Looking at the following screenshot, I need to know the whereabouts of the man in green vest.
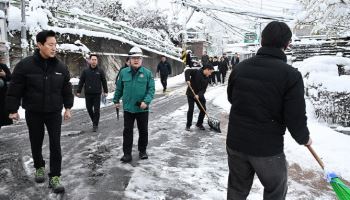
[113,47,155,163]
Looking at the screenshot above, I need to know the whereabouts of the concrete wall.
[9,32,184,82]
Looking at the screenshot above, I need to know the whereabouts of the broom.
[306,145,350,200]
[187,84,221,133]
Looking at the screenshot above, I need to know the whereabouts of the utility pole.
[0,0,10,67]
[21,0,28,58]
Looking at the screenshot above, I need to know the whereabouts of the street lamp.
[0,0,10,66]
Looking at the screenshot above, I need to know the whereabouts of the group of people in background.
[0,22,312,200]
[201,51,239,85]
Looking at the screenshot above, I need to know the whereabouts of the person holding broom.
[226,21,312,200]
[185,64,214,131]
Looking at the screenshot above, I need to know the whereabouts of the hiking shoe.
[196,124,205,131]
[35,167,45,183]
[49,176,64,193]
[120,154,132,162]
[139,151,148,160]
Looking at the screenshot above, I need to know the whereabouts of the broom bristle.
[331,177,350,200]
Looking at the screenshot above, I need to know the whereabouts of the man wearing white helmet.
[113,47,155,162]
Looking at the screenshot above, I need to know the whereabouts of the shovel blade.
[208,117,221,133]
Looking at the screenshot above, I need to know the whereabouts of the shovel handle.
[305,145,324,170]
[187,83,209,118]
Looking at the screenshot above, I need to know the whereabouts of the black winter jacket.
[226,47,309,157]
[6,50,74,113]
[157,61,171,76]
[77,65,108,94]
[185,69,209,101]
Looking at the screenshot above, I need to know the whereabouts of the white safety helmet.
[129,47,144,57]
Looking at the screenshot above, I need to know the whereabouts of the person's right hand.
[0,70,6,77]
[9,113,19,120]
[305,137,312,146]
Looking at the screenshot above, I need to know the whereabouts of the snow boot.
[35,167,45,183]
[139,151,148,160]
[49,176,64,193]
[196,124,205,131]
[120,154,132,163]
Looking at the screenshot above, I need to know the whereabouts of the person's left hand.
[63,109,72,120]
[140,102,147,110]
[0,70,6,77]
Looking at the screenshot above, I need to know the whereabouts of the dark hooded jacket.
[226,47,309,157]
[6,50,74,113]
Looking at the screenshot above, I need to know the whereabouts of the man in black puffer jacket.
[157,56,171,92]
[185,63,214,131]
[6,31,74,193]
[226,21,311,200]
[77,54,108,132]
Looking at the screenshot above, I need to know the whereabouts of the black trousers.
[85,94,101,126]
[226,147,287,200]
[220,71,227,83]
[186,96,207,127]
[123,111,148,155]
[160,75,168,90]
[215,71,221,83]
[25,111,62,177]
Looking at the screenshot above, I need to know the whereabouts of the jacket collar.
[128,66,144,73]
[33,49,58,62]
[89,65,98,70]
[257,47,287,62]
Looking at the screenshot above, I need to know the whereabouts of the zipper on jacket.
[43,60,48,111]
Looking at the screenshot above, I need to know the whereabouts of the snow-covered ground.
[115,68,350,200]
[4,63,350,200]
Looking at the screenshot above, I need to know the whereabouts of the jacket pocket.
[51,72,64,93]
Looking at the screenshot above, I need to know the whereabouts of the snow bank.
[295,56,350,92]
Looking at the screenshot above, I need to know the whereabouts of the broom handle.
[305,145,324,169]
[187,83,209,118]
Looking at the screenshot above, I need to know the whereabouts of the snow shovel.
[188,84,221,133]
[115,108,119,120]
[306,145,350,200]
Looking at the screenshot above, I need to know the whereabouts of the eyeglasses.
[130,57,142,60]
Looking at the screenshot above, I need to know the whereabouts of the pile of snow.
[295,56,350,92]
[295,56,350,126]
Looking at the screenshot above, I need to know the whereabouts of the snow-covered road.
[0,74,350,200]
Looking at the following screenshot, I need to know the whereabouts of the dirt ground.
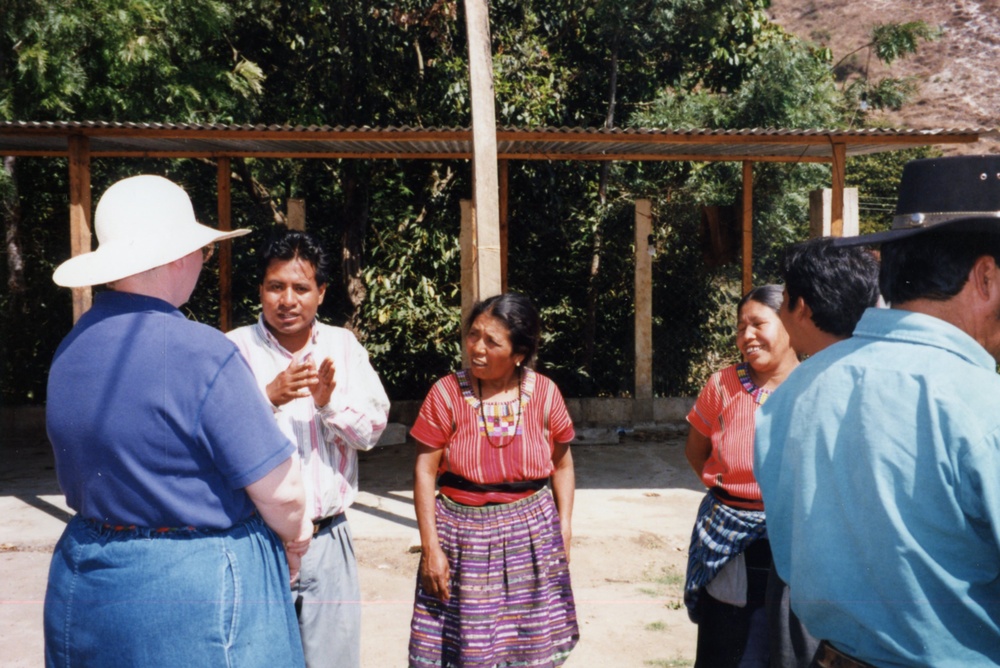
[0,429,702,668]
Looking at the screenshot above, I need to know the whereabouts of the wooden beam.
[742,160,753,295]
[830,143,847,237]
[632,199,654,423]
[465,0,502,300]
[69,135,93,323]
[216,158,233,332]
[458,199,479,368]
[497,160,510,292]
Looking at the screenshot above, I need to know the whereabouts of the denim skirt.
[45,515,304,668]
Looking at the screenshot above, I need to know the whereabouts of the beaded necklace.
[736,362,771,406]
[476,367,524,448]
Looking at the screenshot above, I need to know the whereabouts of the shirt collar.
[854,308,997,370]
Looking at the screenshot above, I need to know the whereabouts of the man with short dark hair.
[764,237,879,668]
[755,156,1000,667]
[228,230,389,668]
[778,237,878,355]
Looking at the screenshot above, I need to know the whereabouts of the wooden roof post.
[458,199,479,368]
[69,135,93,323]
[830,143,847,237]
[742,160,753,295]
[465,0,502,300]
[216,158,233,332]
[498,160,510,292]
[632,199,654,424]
━━━━━━━━━━━━━━━━━━━━
WORK REQUIRED
Render all the records above as a two-column CSV with the header text,location. Give one row per record with its wording and its answer, each in its own double-quoted field with line breaks replaced by spaces, and leave the pictures out.

WORKED ANSWER
text,location
"Looking at the following screenshot, I need to know the whereabouts of the man in green vest.","[113,47,155,163]"
"Looking at the screenshot above, I need to know the whereabouts of the concrete wall.","[9,32,184,82]"
"Looking at the screenshot above, I need to know the whereabouts of the broom.","[306,145,350,200] [187,84,221,133]"
"Looking at the screenshot above, I need to know the whereabouts of the utility pole.","[0,0,10,67] [21,0,28,58]"
"Looking at the screenshot above, I need to know the whereabouts of the street lamp.","[0,0,10,66]"
"Looking at the screenshot above, I need to know the whereabouts of the group of people in background.","[0,22,312,200] [201,51,239,85]"
"Looking at the screenshot above, I need to know the whereabouts of the person holding broom.","[226,21,312,200] [185,64,214,131]"
"Looking at the screenshot above, I need to know the whereabouts of the hiking shoe.","[196,124,205,131] [35,167,45,183] [49,176,64,193] [120,154,132,162] [139,151,148,160]"
"Looking at the screenshot above, I need to know the whereabouts of the broom bristle.","[331,177,350,200]"
"Looking at the screenshot above, I need to know the whereabouts of the man wearing white helmet.","[113,47,155,162]"
"Looking at the screenshot above, I need to know the whereabouts of the shovel blade.","[208,117,221,133]"
"Looking at the screenshot above, I need to know the whereabouts of the shovel handle.","[305,145,324,170] [187,83,209,118]"
"Looking at the screenshot above, I need to know the whereabouts of the black winter jacket.","[226,47,309,157] [6,50,74,113] [157,61,171,76] [77,65,108,94] [185,69,209,101]"
"Looking at the screenshot above, I need to know the whereabouts of the white safety helmet.","[129,47,144,57]"
"Looking at the screenshot above, I need to know the whereabouts of the person's right hand.","[0,70,6,77] [9,113,19,120] [305,137,312,146]"
"Looking at the screenshot above, I need to know the whereabouts of the snow boot.","[35,167,45,183] [139,151,148,160] [49,176,64,193] [196,124,205,131] [120,154,132,163]"
"Looking at the screenshot above, I need to know the whereabouts of the person's left hand.","[63,109,72,120] [140,102,147,110] [0,70,6,77]"
"Looking at the screenshot above, I need to know the whereabouts of the dark hooded jacket.","[226,47,309,157] [6,50,74,113]"
"Looking at the screenshot above, I need to know the whereabouts of the man in black puffer jacket.","[157,56,171,92] [185,63,214,131] [6,31,74,193] [226,21,311,200] [77,54,108,132]"
"Looking at the screenshot above, I need to know the whereabouts of the black trousers.","[85,94,101,126] [226,147,287,200] [220,71,227,83] [186,96,207,127] [123,111,148,155] [160,75,168,90] [215,71,221,83] [25,111,62,177]"
"Looking at the screenshot above, I need to know the whereabouts of the jacket collar.","[128,66,144,73] [33,49,58,62] [89,65,98,70] [257,47,287,62]"
"Looking at the screenshot above, I need to know the whereabouts of the zipper on jacket.","[43,60,48,111]"
"Looking at the screenshot above, I need to know the whereabouts of the snow-covered ground.","[115,68,350,200] [4,63,350,200]"
"Looking at the screenshot above, I need to know the whereabouts of the jacket pocket.","[51,72,64,93]"
"Looking at the screenshot above, I need to know the whereabouts of the snow bank.","[295,56,350,92]"
"Looking at the screenshot above, I need to know the whereabouts of the broom handle.","[305,145,324,169] [187,83,209,118]"
"Looking at the screenshot above, I need to know the whereabouts of the snow shovel.","[188,84,221,133] [115,108,119,120] [306,145,350,200]"
"Looking at the screenshot above, I need to know the whereabouts of the eyeglasses.","[130,57,142,60]"
"Looking at the screenshot above, I need to know the whereabouts of the pile of snow.","[295,56,350,92] [295,56,350,126]"
"Looking at the screenshot above, I need to know the whereabouts of the snow-covered road.","[0,74,350,200]"
"Looking at the following screenshot, I need to know the whereabouts of the dirt ground.","[0,429,702,668]"
"Looking at the screenshot above, I need to know the whereabouts of the wooden beam.","[742,160,753,295] [830,143,847,237] [632,199,654,423] [465,0,502,300] [69,135,93,323] [216,158,233,332] [458,199,479,368] [497,160,510,292]"
"Looking at the screenshot above, I need to know the whereabouts of the denim skirt.","[45,515,304,668]"
"Looking at the screenshot above, I need to know the whereabouts of the beaded necklace.","[736,362,771,406] [476,367,524,448]"
"Looking at the screenshot above, I need to know the whereabouts of the shirt collar.","[854,308,997,370]"
"Looking at the screenshot above, I need to know the whereabouts of the man with short dark hair.","[764,237,879,668] [755,156,1000,667] [228,230,389,668] [778,237,878,355]"
"Looking at the screenshot above, I need to know the whereabouts of the wooden roof post.","[458,199,479,368] [69,135,93,323] [830,143,847,237] [742,160,753,295] [465,0,502,300] [216,158,233,332] [498,160,510,292] [632,199,654,424]"